__Exercise aim__:
In the data, find each line where the word "target" appears and list that line.

__Dataset records__:
[Start of section]
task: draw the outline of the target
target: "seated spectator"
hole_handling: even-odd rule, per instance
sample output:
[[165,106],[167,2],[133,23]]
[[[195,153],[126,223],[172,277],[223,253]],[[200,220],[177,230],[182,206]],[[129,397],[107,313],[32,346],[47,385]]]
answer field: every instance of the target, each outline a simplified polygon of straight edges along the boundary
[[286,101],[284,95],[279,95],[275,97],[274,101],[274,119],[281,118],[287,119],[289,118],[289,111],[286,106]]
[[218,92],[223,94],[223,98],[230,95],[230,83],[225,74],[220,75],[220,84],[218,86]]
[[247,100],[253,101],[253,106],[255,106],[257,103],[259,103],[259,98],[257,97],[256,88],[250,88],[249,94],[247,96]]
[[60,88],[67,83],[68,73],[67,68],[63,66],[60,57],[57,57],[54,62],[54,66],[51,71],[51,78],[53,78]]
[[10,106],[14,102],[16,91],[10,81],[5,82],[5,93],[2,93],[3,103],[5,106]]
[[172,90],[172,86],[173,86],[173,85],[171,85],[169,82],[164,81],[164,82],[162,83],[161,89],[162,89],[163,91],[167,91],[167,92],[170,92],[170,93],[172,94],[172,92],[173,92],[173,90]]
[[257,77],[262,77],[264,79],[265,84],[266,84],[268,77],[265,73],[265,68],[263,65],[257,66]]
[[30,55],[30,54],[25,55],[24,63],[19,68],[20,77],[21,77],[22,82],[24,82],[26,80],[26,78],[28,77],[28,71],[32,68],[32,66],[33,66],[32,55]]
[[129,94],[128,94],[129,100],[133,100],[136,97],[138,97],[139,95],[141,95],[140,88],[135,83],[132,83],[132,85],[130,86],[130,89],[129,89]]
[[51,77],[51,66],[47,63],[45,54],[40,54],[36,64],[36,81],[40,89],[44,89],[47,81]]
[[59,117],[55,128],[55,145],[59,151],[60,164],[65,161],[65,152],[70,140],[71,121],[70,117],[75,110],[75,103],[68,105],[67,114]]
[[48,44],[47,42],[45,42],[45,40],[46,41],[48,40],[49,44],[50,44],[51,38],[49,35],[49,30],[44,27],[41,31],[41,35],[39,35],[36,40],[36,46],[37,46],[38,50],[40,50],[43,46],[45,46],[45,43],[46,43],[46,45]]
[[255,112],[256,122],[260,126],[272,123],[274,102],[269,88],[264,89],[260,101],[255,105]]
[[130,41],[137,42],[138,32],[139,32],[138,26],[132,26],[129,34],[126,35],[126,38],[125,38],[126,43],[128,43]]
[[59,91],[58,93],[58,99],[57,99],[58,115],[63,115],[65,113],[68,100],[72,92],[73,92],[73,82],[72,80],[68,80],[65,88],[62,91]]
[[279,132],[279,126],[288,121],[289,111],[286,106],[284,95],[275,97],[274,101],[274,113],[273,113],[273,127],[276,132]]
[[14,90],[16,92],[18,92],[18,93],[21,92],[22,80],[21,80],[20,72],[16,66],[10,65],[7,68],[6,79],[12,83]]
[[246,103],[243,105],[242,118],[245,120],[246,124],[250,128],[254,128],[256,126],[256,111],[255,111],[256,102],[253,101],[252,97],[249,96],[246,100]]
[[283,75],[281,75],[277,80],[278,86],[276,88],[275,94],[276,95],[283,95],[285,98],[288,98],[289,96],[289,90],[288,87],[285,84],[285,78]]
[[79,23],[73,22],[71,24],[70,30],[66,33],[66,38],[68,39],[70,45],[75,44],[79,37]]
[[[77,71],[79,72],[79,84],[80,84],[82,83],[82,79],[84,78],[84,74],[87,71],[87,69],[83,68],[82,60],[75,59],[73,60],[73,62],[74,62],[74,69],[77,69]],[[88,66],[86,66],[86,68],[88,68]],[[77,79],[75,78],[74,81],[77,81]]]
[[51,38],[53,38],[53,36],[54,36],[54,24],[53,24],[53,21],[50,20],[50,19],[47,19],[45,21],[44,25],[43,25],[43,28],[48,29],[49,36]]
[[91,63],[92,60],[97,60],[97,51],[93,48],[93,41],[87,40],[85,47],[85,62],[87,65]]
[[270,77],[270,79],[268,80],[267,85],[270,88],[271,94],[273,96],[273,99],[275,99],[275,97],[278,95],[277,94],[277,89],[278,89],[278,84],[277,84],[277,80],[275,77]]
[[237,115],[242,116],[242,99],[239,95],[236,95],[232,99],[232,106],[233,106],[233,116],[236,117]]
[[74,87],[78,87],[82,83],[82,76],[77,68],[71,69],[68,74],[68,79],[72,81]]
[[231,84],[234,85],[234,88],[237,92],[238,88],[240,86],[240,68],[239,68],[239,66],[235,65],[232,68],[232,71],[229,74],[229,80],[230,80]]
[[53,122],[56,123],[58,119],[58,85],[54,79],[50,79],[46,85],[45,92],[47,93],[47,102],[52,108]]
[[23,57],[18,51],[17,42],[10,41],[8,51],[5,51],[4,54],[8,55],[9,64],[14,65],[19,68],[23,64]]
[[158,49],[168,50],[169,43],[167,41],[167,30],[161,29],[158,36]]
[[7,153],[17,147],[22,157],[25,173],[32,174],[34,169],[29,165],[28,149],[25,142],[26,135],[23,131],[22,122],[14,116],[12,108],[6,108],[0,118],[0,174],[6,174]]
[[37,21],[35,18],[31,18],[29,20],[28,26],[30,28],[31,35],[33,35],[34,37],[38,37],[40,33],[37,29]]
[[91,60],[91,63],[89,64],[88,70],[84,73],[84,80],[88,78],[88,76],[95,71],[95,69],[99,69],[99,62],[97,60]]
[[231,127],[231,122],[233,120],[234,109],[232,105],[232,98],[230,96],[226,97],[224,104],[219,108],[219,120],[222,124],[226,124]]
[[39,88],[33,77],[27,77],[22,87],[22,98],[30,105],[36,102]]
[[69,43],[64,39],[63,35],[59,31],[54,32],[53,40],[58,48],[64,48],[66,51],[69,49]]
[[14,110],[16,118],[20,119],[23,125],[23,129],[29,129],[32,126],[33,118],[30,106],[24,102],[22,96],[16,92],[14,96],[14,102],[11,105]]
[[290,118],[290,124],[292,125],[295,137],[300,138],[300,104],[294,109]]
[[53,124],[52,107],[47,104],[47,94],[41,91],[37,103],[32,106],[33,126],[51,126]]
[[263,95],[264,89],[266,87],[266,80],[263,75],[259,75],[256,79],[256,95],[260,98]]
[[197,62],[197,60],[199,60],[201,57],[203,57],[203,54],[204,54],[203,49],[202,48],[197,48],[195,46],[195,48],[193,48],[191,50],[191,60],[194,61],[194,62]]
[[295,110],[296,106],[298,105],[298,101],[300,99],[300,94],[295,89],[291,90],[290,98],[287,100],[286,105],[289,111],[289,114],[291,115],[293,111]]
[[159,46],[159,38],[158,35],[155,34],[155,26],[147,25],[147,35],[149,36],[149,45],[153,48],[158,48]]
[End of section]
__Completed task__:
task: draw the outline of the target
target: "seated spectator"
answer field: every instance of the target, each outline a simplified polygon of straight edges along the boundary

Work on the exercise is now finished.